Por supuesto, las reformas necesarias en torno a la educación no se circunscriben estrictamente a la atención temprana. El sistema educativo durante la etapa obligatoria debe garantizar las oportunidades de todos los niños y niñas durante la educación obligatoria, poniendo los elementos necesarios para erradicar problemas tan graves en España como son el fracaso escolar y abandono temprano, fuertemente focalizados en las familias de bajo nivel socioeconómico. De ahí la necesaria interrelación entre las políticas de protección a la familia y las educativas.

Una vez culminada la educación media, en las etapas superiores de educación sería deseable que se fomentase la interrelación entre la formación y el trabajo. En esta línea, los programas de formación dual en la formación profesional, o la simultaneidad de prácticas laborales y docencia en los grados universitarios deberían ser la norma, y no la excepción. Con los estímulos públicos adecuados (que incluirían sin duda actuaciones en materia de vivienda), se fomentaría la independencia de los jóvenes y su emancipación. En este aspecto, España tiene mucho que aprender de la mayoría de nuestros vecinos europeos, donde la edad a la que los jóvenes abandonan el domicilio paterno es claramente más reducida. Por último, aunque no menos importante debemos desterrar definitivamente la idea de que la educación (o mejor dicho, la adquisición de capital humano), se circunscribe a nuestra niñez y juventud. En las sociedades del conocimiento en las que estamos inmersos, la rápida innovación implica una mayor obsolescencia de los conocimientos. Ello unido a la mayor longevidad, hace imprescindible que la formación continúe a lo largo de toda nuestra vida activa. Deben diseñarse políticas que fomenten la colaboración público-privada en la formación continua de los trabajadores, que serán, a la postre, las mejores políticas de protección contra el desempleo, al garantizar su empleabilidad.

El segundo gran eje sobre el que debe girar la reforma de los Estados de Bienestar en las sociedades modernas, es el de la protección de las familias, es decir, de los padres y muy especialmente las madres. En línea con lo ya comentado para el caso concreto de la educación, las sociedades deben volcarse en el cuidado de los niños y niñas para garantizar no solo la equidad, sino también la eficiencia (que todas las personas consigan el mayor bienestar personal posible y, por ende, para toda la sociedad). En lo que se refiere a los padres y madres, las bajas de maternidad/paternidad y los servicios de cuidados de menores son medidas necesarias, pero no suficientes para garantizar que las mujeres puedan tener el número de hijos deseados en sociedades con tasas de fecundidad muy por debajo de la tasa de reposición de la población. Sin duda, las líneas de actuación deben estar centradas en el mercado laboral, que debe flexibilizarse permitir a las mujeres reingresar después de un período de ausencia por cuidado de hijos sin que suponga un coste en su carrera. Para ello, será útil que las carreras laborales sean más largas y menos rígidas, con políticas públicas más focalizadas a promover interrupciones temporales a lo largo de la vida activa que permitan a las personas combinar el trabajo con otras actividades (cuidar, descansar y formarse).

Listado de origen:

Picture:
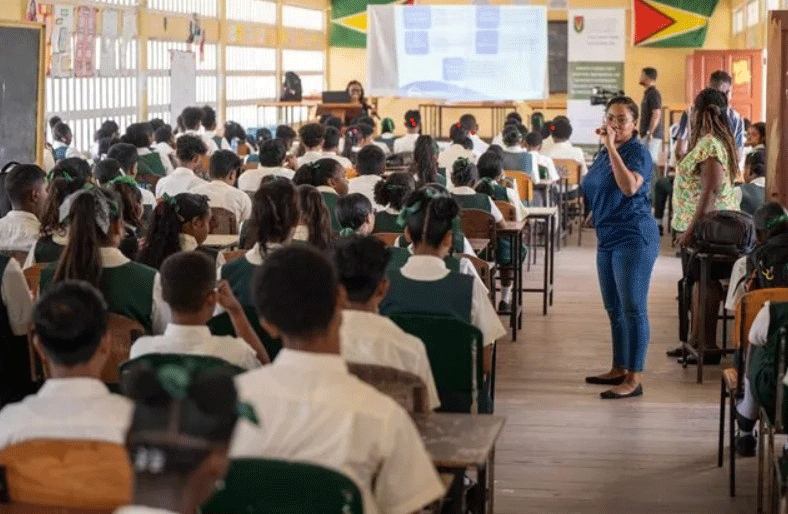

Qué hacer:
1 – Según el texto sobre la reforma del Estado de bienestar, ¿en qué familias se concentran el fracaso escolar y el abandono temprano en España?
2 – Transcribe del texto sobre la reforma del Estado de bienestar el fragmento que va desde "Por supuesto, las" hasta "y las educativas.".
3 – Prosigue el texto sobre la reforma del Estado de bienestar a partir de su última frase.

Resultados por tarea:
1 – En las familias de bajo nivel socioeconómico.

2 –
Por supuesto, las reformas necesarias en torno a la educación no se circunscriben estrictamente a la atención temprana. El sistema educativo durante la etapa obligatoria debe garantizar las oportunidades de todos los niños y niñas durante la educación obligatoria, poniendo los elementos necesarios para erradicar problemas tan graves en España como son el fracaso escolar y abandono temprano, fuertemente focalizados en las familias de bajo nivel socioeconómico. De ahí la necesaria interrelación entre las políticas de protección a la familia y las educativas.

3 –
Finalmente, y muy relacionado con lo anterior, la reforma del Estado de Bienestar exige también la necesidad de replantear la etapa de jubilación como un período estrictamente definido a partir de una determinada edad para toda la población. Debe redefinirse el concepto de vejez, sustituyendo los típicos límites absolutos (65 o 67 años) por un límite relativo: la esperanza de vida al nacer ha pasado de 65 a 82 años en los últimos sesenta años (ni más ni menos que un 35%), ¿tiene algún sentido que, en paralelo, la definición oficial de vejez, es decir, la edad de retiro, se haya incrementado únicamente de 65 a 67 (un 3%)? Como afirma Bovenberg (2007), la “edad social” y la edad biológica deben moverse en la misma dirección. Nuevas realidades sociales, como la incorporación más tardía al mercado laboral, el incremento de la esperanza de vida y la necesidad de integrar la formación a lo largo de toda la vida activa, así como otras actividades como cuidar a los hijos u otros familiares, justifican la necesidad de eliminar la existencia de una edad máxima en la vida activa. Las personas debemos tener la capacidad para decidir en qué momento nos parece adecuado abandonar el mercado de trabajo, y si queremos hacerlo de manera total o parcial. Para ello, es imprescindible que los sistemas de pensiones funcionen como cuentas de ahorro personal (o las imiten), proporcionándonos información correcta sobre los derechos acumulados y su equivalencia en forma de pensión de acuerdo con nuestra esperanza de vida restante. El sistema de cuentas nocionales de Suecia es sin duda, un ejemplo a seguir. Al contrario de lo que suele pensarse, esto no necesariamente significa un castigo para los trabajadores con profesiones físicamente más exigentes, típicamente desempeñadas por los menos cualificados, dado que sus carreras laborales suelen ser más largas (comienzan antes), y su esperanza de vida es algo más corta. Y, en todo caso, al tratarse de un sistema público el estado se reserva la capacidad de introducir elementos redistributivos cuando así se considere socialmente deseable.

Aceptar la necesidad de reformar el Estado de Bienestar es la única manera de reconocer y mantener su papel fundamental como instrumento de soporte para garantizar una vida digna a todas las personas y la equidad intergeneracional. Las políticas públicas deben adaptarse a las nuevas realidades sociales, para así garantizar tanto su efectividad como su sostenibilidad en el tiempo, entendida esta última no únicamente en términos financieros, sino también a seguir contando con un amplio apoyo social. Las generaciones pasadas asumieron la responsabilidad de crear el Estado de Bienestar, mientras que la nuestra debe asumir las reformas necesarias para garantizar que también las siguientes podrán seguir disfrutándolo.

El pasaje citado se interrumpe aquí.